▶ What to do: Reproduce exactly the lines from the one containing "Where can you see the seated" through the last line of the records below, both included, and nothing else.

______

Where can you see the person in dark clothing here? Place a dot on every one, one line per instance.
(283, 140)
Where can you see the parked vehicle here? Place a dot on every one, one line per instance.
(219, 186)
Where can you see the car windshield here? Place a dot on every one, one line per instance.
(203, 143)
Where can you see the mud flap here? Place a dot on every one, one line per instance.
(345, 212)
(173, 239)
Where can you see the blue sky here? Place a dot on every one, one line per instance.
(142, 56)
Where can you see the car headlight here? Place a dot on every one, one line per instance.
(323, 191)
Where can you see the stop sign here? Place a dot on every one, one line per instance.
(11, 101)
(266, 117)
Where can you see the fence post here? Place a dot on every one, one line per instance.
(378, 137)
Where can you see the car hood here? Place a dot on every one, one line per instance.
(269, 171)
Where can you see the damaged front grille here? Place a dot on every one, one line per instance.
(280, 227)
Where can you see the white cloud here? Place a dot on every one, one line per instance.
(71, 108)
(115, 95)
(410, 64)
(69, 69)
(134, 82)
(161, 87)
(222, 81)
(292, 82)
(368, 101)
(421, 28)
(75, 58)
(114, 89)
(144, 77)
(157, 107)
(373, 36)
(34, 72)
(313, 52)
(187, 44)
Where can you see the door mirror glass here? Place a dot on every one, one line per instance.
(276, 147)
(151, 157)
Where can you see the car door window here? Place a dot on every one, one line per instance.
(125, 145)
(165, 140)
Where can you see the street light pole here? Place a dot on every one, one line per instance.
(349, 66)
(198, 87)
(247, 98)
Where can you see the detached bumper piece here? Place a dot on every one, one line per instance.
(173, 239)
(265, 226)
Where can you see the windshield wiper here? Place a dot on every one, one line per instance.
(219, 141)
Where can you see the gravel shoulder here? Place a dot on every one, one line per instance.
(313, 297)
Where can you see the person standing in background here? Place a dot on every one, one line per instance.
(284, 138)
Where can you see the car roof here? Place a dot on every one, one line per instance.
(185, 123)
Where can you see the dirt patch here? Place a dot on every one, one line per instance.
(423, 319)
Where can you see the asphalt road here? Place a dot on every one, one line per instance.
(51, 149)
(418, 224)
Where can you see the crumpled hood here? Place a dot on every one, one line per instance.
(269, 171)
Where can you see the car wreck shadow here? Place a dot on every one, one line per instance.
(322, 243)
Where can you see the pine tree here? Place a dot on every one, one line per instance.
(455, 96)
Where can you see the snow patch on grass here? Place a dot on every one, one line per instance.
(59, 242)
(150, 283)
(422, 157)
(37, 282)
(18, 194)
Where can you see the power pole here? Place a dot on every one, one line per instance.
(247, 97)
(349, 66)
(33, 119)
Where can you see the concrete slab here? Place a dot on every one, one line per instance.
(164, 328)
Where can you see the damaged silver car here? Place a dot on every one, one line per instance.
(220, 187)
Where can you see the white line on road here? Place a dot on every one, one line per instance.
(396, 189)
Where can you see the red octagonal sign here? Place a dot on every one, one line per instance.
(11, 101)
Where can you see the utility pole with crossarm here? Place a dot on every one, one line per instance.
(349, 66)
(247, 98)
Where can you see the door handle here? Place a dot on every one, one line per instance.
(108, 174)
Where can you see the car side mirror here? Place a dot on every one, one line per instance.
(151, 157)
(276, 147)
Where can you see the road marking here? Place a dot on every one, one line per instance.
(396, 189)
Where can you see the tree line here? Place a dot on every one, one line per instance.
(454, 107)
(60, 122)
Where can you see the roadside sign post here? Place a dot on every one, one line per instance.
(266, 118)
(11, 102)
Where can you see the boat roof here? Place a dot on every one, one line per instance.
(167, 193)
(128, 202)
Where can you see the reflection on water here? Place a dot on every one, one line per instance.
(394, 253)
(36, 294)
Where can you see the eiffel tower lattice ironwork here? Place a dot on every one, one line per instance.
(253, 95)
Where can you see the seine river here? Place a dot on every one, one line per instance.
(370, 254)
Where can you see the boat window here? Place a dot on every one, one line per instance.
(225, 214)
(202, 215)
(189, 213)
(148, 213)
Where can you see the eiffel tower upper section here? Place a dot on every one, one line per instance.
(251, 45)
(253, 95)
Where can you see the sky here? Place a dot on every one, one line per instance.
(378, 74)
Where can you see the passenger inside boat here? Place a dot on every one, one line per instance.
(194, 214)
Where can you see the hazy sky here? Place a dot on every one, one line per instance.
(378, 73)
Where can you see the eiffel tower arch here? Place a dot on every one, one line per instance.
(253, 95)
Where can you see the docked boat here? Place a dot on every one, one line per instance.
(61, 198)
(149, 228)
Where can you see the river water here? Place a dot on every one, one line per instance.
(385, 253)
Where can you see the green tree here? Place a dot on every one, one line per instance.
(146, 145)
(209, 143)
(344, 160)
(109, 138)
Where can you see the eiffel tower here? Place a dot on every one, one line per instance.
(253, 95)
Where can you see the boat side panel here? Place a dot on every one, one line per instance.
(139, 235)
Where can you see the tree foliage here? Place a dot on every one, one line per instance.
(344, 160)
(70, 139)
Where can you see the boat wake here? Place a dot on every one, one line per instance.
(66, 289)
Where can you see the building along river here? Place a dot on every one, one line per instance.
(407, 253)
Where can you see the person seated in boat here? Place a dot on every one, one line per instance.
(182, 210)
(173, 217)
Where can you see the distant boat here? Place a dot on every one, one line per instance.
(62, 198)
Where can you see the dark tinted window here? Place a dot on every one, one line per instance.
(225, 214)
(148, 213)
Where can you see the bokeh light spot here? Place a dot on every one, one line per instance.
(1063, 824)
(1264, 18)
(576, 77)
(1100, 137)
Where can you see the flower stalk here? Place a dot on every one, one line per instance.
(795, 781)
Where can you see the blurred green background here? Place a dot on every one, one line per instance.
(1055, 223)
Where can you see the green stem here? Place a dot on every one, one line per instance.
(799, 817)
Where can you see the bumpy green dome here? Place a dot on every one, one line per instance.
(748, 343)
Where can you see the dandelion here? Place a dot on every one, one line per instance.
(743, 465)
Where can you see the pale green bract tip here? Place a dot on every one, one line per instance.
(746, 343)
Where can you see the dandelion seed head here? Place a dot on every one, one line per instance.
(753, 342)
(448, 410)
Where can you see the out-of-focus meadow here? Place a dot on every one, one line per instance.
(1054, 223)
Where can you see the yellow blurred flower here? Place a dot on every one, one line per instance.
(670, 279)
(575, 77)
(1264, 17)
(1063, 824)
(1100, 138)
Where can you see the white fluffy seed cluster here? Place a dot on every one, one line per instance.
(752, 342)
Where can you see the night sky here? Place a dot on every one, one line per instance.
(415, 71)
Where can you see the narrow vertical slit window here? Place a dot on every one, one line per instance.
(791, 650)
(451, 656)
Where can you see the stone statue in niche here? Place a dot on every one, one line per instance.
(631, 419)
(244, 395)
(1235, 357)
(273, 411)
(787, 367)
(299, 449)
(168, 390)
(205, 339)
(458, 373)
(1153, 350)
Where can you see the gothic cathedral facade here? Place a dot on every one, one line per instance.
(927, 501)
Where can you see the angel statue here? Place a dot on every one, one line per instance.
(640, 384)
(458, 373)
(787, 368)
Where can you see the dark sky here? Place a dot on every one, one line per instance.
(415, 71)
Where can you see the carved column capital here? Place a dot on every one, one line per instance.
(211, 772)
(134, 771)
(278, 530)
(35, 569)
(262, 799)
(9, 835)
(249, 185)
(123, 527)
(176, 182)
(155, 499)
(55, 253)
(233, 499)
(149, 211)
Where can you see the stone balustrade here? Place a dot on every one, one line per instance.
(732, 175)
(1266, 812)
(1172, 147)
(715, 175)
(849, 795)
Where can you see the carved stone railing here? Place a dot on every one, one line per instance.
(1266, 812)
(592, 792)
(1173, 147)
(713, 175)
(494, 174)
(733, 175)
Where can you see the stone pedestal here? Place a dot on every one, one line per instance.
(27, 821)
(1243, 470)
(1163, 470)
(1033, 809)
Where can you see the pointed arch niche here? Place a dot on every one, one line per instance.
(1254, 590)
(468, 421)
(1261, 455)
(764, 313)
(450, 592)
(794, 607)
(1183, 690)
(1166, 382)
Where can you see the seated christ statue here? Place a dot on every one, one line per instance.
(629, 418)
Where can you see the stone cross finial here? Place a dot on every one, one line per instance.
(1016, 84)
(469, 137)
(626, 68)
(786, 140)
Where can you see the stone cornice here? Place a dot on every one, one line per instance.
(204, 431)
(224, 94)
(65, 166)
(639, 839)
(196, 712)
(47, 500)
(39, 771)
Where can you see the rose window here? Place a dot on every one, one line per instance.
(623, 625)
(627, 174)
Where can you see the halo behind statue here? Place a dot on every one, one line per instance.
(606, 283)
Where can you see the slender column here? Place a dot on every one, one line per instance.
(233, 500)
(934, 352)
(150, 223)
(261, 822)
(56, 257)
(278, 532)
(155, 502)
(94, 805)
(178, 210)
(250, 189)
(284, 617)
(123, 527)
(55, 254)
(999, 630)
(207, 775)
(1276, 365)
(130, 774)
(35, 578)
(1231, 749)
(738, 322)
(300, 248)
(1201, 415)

______

▶ Correct result:
Where can you see the seated christ statue here? Place a dot on every one, one line per instance.
(629, 418)
Where can you see the stone cross finial here? Place a dot on every one, one line per instance.
(1016, 84)
(469, 137)
(626, 68)
(786, 140)
Where can you see the stone cornice here? Place a dot on every one, one line per instance.
(204, 431)
(224, 94)
(65, 166)
(639, 839)
(196, 712)
(47, 500)
(39, 771)
Where can you see the rose window here? Place a dot on every one, one line per instance.
(623, 625)
(627, 174)
Where can you see the halo behind statue here? Place a dot on every one, one line per instance.
(606, 283)
Where can you see the slender column here? Place a dot on every one, one line per instance.
(233, 500)
(934, 352)
(150, 223)
(261, 822)
(56, 257)
(278, 532)
(155, 502)
(94, 805)
(178, 210)
(250, 189)
(284, 617)
(123, 527)
(55, 254)
(999, 630)
(207, 775)
(1276, 365)
(130, 774)
(35, 578)
(1231, 749)
(738, 322)
(300, 248)
(1201, 415)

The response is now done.